Extracted material:
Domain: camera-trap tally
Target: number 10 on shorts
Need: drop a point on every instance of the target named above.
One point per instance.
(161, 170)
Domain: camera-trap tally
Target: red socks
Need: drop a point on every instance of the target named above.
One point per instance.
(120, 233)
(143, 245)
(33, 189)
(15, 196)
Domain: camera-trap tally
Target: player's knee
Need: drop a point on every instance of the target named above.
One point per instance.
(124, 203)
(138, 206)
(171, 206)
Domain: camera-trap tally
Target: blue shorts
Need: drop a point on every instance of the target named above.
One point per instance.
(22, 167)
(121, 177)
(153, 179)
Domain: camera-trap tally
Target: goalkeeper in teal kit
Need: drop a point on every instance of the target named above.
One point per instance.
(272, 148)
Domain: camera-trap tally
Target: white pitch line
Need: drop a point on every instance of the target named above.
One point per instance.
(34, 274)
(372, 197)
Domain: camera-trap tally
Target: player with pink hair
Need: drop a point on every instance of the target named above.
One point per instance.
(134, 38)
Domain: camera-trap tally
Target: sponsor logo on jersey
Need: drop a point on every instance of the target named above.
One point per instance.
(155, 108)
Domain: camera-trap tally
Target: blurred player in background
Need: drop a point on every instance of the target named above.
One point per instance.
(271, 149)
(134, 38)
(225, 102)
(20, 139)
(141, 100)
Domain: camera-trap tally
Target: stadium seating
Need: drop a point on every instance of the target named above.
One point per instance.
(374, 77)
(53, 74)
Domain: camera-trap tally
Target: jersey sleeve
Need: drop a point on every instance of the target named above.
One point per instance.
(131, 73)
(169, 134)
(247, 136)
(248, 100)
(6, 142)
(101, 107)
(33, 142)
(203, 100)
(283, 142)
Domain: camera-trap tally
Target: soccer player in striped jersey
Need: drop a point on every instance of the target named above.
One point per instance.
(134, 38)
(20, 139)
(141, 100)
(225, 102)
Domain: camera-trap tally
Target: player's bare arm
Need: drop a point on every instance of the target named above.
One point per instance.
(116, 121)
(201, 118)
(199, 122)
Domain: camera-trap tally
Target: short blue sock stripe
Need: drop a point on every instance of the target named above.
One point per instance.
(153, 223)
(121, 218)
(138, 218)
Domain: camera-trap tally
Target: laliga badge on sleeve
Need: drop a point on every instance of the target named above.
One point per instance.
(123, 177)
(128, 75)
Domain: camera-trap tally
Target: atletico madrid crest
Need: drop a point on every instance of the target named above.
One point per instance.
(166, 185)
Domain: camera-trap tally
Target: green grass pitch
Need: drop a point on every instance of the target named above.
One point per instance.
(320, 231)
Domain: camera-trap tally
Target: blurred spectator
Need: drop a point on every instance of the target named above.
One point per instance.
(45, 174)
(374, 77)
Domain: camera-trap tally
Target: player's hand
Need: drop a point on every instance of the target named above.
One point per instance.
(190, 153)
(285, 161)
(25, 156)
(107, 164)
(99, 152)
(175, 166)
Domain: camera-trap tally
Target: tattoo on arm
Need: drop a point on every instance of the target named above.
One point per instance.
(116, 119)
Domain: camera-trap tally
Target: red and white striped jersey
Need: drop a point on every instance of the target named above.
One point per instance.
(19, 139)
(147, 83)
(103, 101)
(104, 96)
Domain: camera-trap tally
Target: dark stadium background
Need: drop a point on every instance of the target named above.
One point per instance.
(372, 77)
...
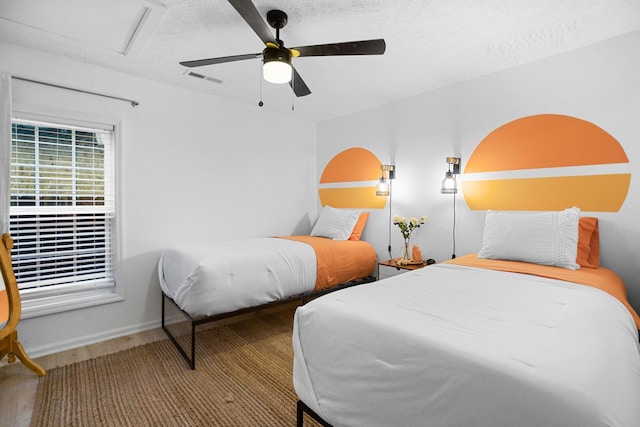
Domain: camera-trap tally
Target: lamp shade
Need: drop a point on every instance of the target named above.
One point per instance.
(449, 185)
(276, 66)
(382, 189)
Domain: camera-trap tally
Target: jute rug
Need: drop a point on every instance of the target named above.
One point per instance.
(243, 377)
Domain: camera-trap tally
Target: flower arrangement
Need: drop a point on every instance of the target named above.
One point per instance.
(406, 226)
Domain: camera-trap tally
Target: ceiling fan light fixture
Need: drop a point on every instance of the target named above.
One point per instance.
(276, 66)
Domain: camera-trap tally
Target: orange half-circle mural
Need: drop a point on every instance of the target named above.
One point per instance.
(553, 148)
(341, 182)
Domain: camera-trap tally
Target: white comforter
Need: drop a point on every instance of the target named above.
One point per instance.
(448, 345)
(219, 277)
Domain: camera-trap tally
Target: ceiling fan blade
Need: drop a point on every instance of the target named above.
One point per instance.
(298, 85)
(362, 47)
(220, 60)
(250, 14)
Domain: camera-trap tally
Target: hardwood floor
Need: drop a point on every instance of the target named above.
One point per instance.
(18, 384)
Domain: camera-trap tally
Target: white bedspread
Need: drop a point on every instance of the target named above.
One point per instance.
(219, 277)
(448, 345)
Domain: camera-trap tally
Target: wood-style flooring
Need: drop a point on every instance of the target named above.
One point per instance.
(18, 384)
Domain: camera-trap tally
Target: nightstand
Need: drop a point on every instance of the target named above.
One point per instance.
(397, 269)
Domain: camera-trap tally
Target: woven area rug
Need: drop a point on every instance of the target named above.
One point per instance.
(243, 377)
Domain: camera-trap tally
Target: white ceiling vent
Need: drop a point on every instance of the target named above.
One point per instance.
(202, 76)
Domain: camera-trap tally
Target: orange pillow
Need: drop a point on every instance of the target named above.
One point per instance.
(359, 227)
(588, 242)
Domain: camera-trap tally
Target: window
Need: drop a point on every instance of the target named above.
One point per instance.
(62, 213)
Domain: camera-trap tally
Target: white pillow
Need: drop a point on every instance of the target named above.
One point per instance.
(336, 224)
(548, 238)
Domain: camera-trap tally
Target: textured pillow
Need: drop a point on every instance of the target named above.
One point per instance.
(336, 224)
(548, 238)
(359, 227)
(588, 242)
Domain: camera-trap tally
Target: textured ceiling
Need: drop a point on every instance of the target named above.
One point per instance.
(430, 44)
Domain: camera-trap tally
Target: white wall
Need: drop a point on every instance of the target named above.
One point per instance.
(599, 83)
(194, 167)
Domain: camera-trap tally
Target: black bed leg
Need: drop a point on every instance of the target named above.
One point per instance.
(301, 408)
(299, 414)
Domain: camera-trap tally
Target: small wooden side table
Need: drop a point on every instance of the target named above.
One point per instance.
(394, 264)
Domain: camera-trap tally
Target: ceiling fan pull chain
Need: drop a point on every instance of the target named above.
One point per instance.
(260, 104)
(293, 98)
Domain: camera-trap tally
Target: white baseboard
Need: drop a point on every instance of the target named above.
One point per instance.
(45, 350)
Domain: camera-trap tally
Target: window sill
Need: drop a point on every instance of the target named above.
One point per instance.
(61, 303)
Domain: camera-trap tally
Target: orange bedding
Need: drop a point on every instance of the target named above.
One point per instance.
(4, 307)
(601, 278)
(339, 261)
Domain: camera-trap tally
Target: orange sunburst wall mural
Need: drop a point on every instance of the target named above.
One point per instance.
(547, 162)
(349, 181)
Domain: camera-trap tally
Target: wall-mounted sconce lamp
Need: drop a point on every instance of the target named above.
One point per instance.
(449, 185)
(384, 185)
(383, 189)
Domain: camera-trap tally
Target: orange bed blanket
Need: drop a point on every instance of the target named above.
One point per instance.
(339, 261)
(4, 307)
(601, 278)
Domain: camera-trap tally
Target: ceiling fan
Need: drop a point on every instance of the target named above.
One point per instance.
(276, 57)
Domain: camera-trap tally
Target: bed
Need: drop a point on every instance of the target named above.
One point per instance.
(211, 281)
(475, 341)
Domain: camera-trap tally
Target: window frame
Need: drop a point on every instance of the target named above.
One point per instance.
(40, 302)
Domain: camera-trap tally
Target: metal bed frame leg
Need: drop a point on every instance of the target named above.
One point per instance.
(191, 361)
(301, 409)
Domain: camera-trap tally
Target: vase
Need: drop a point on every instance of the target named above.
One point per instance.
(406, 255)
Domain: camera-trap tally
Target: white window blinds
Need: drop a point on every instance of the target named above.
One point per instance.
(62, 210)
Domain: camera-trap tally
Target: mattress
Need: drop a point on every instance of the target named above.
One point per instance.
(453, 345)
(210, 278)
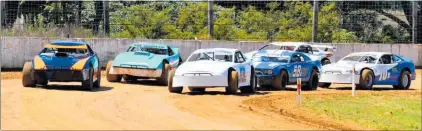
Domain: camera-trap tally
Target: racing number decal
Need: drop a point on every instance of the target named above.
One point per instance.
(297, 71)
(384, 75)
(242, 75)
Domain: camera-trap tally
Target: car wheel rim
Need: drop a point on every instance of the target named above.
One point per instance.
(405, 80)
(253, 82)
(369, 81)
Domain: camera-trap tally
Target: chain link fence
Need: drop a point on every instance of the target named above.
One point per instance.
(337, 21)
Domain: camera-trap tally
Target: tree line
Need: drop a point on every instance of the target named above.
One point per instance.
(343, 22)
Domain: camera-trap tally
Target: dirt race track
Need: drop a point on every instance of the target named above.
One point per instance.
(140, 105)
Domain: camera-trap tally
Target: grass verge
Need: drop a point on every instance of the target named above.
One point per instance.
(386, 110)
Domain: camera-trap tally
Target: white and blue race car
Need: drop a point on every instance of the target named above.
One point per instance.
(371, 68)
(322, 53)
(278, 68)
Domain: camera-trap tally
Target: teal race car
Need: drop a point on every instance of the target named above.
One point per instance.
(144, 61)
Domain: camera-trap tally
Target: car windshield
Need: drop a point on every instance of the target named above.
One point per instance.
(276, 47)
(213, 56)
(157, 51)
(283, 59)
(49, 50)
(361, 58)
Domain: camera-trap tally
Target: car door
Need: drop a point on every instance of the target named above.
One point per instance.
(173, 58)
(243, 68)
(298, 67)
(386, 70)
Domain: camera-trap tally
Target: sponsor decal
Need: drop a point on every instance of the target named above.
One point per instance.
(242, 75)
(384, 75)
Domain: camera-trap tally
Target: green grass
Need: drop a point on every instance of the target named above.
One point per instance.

Directions for this task: Using the data above, return every line that contains the string "window".

Answer area:
Target: window
Target: window sill
Target: window frame
Target: white window blinds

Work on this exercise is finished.